Exercise prompt =
Output every line below as it stands, dropping only the images.

^^^^^^^^^^^^^^^^

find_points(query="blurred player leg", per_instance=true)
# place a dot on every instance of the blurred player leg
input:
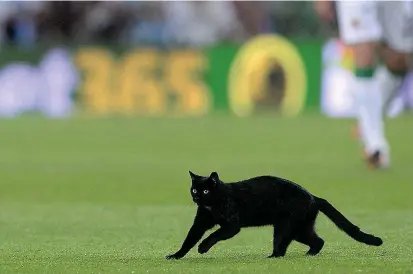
(360, 28)
(397, 22)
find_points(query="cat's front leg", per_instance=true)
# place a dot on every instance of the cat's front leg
(223, 233)
(203, 222)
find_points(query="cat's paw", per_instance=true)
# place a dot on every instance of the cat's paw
(175, 256)
(203, 248)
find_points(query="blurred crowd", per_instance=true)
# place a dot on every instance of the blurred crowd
(196, 23)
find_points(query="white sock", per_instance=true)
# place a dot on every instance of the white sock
(389, 85)
(369, 108)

^^^^^^^^^^^^^^^^

Final answer =
find_points(query="blurred player leg", per_instance=true)
# place a dot on every instance of the blurred player leg
input:
(360, 28)
(397, 22)
find_points(query="cat's front leg", per_instance=true)
# place a dot on every instance of the cat's front leg
(223, 233)
(203, 222)
find_points(query="cat's paw", per_instance=true)
# place a dot on every instance of the cat's paw
(175, 256)
(203, 248)
find_points(query="blurred crowd", per_instance=true)
# place a dot on every instance of the blurred crowd
(196, 23)
find_points(query="white sock", per_instance=true)
# place a dot on every instance of the white sock
(389, 85)
(369, 108)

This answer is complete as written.